Esther Rawling: Thanks for having me, Tessa.

Lucas Penfold: Hi, Tessa.

Tessa: So regular listeners might remember that we discussed the CSRD regime in an episode last year back in June, but eight months is a long time in financial services regulation and a lot has changed since then. Lucas, do you want to kick off by giving us a bit of a refresher on CSRD and how it impacts firms?

Lucas: Yes, sure. Thanks Tessa, you're right, we've seen quite a few developments in this space since we last spoke back in June last year on the topic. I think the most significant change is that we've had the final adopted delegated act for the sector agnostic ESRS standards, and that was really acting as a pretty big trigger for activity across the FS sector. Just thinking a little bit around, I suppose, what the standards are, what these are trying to do is set out some specific data points that firms are going to have to be reporting against, across a range of different sustainability topics, whether it's environmental issues like climate change, biodiversity, pollution, through to social topics, governance topics as well. There are twelve different standards in total, although I think a really important principle in CSRD is that firms only need to be reporting on the topics that are material for their organisation. CSRD applies a double materiality lens to materiality, so it's considering the impacts that the organisation has on sustainability factors, so impact on the environment, impact on society, but also thinking about how sustainability factors are impacting on the organisation. Thinking about the risks and the opportunities it creates for a business, I think accessing materiality is clearly a critical component of any CSRD implementation programme.

The scope of CSRD is very broad, we're seeing a lot of financial services clients find themselves caught by this regulation if they have any sort of activity in the EU, whether it's listed securities on an EU exchange, maybe they'll exceed some of the turnover and balance sheet thresholds that are set out in the regulation. Or it might be that you have a non-EU parent that has significant activity in the European Union. There are a number of different ways that organisations are finding themselves in scope, which means it's really quite a far reaching regulation in terms of the firms that it's catching. There are various reporting deadlines that firms are going to have to consider. Just to call out a couple, something we're seeing at the moment, many of our FS clients are going to need to be reporting in FY25 on FY24 data because many of them are already in the scope of NFRD which is the predecessor to CSRD, another ESG related acronym there. But this means that essentially you're going to have to be gathering that data now, this year, for reporting next year. So, it's really something that firms are having to engage with today. There is also another key date we're seeing come up a lot in conversations with clients is the FY29 reporting deadline. That's something that applies to any non-EU firm that is in scope of the regulation. So even that, it might seem like a few years off, but what we're seeing and what we're hearing is that there is just a lot of upfront steps that firms are going to need to be working through, whether it's thinking about materiality, gathering the data and really making the changes to their different frameworks to make that reporting. So not to underestimate just quite how much work goes into pulling together that information for reporting, even though it might seem on the face of it a few years off yet.

WHAT IS NEEDED
Continue the podcast conversation about CSRD above, starting right after its last sentence.

GIVEN DATA

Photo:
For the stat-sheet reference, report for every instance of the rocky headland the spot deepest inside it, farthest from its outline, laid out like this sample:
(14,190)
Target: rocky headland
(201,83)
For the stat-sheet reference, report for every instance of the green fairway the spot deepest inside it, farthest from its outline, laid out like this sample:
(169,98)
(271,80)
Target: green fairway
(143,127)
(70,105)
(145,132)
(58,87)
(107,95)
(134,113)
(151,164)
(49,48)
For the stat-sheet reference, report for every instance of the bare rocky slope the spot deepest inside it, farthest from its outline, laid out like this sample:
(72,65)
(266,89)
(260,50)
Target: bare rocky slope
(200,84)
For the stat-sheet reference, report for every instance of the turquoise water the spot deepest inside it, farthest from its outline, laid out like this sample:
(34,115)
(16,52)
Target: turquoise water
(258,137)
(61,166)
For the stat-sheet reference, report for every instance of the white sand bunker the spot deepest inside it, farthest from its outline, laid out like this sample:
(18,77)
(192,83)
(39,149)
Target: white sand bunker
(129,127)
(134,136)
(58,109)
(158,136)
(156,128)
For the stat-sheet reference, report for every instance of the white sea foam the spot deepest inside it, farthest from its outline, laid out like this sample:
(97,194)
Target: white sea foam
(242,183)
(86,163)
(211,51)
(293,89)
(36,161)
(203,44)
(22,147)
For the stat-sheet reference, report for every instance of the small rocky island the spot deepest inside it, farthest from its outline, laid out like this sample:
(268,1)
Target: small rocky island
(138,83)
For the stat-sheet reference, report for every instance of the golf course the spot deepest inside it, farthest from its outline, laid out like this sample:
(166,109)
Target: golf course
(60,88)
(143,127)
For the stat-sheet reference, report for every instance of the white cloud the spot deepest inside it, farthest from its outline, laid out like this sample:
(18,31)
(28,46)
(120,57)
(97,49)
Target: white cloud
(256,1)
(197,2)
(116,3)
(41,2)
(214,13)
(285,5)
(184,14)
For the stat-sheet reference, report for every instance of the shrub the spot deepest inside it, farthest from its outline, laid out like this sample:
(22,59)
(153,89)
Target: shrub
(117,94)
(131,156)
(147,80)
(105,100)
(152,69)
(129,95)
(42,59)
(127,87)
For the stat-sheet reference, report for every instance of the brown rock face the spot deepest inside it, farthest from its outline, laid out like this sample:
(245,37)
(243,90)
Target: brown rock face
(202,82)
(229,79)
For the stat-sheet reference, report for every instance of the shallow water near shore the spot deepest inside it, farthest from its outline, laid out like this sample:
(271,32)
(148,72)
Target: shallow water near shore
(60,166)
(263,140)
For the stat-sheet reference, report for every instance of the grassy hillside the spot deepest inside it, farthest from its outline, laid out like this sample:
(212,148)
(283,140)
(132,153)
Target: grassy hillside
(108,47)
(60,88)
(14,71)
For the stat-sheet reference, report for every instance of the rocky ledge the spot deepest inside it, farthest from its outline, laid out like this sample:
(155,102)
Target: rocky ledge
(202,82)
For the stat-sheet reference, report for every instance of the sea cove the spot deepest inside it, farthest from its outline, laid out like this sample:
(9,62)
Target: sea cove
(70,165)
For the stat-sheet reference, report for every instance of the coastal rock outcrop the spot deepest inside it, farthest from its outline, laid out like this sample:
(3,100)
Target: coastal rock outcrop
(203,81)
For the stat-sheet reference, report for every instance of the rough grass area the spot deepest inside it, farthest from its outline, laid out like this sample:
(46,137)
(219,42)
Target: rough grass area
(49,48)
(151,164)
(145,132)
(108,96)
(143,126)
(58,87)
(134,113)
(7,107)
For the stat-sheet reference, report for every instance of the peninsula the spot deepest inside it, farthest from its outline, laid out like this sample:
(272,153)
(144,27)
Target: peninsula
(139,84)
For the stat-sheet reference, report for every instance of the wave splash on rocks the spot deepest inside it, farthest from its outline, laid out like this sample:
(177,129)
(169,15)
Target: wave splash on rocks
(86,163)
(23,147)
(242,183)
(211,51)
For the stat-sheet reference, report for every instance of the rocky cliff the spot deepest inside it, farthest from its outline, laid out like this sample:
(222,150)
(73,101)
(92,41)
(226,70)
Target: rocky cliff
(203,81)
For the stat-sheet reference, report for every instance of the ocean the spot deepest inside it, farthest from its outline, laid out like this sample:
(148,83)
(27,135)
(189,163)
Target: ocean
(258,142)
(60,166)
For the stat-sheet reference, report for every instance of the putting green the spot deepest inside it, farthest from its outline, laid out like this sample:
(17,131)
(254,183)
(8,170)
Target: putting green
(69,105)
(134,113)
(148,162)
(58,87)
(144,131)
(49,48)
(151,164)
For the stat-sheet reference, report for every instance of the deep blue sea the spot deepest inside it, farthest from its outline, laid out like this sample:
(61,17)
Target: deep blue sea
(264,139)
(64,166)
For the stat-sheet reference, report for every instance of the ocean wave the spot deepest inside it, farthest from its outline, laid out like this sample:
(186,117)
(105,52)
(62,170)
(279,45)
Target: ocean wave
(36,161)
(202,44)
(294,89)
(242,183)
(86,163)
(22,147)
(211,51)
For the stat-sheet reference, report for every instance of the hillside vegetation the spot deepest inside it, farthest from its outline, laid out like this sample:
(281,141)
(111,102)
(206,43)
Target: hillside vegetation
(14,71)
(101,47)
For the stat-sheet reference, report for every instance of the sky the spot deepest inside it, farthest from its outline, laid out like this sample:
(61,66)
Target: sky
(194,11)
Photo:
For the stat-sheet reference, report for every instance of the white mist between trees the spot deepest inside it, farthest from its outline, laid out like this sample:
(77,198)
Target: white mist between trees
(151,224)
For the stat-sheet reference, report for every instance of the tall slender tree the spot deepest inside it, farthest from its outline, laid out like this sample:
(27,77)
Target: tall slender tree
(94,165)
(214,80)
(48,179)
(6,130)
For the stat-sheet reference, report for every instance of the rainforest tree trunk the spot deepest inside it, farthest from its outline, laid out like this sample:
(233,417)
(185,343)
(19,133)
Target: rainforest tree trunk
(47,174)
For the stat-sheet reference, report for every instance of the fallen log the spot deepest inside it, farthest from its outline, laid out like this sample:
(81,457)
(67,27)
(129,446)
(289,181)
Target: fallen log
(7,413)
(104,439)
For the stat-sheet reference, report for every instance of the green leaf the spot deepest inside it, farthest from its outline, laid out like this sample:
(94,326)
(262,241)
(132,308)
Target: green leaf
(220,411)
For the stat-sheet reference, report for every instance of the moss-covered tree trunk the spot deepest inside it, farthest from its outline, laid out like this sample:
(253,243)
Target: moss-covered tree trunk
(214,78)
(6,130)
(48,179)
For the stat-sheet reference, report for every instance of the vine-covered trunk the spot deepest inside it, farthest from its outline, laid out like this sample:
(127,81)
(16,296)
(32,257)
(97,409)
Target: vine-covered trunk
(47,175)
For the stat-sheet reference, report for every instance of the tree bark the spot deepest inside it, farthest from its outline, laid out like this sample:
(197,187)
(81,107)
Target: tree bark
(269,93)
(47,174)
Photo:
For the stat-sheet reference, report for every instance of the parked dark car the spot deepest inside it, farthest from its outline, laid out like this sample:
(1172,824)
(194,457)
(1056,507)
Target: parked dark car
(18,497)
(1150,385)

ANSWER
Tessa: So, for those firms who are already gathering that data as you mentioned, Lucas, Esther, do you want to give us a bit of a sense of what that means in practical terms and tell us a bit more as well about where firms are at in the implementation journey?

Esther: Yes, Tessa. Just to pick up on a couple of points that Lucas mentioned, so, he said basically the first set of firms are in scope now for reporting on FY25 and if you are in this bucket of firms and you haven't started then I suggest this moves to the top of your to-do list and you really focus and start prioritising. In terms of data, another point that Lucas mentioned, don't be lulled into that false sense of security that you're reporting in 2025 for 2024. There are a huge number of data points where you need to start collecting those at the start of the financial year. Thinking about this well in advance. So, 1st January you should have thought about it, but if you haven't you need to start moving on that quickly, but it just takes time and to the point around the group that comes in in 2029, just thinking about the fact that you'll need to gather a bunch of data at the start of 2028, so you can't leave it until 2028 to start. You really need to start your planning towards the end of FY27. The other thing that I'm seeing is that most firms are well on their way in terms of the ones that are in scope, they have kicked off some sort of CSRD programme at the end of last year. So, again, if you're not then please do focus on that. Most banks are either in the thick of their double materiality assessment or they've completed their double materiality and are now turning to that data challenge, and in most instances because CSRD applies at the entity level there will be a number of data points especially around climate where firms would not have been disclosing this information at the entity level just yet. Being able to identify where either you've got missing data at the entity level or where you do have the data but you need to figure out how to disaggregate it is going to be really key.

Tessa: And for those banks who are in the thick of implementation, as I think you put it, what are some of the pain points that you're seeing, and some of the issues that they're really grappling with at the moment?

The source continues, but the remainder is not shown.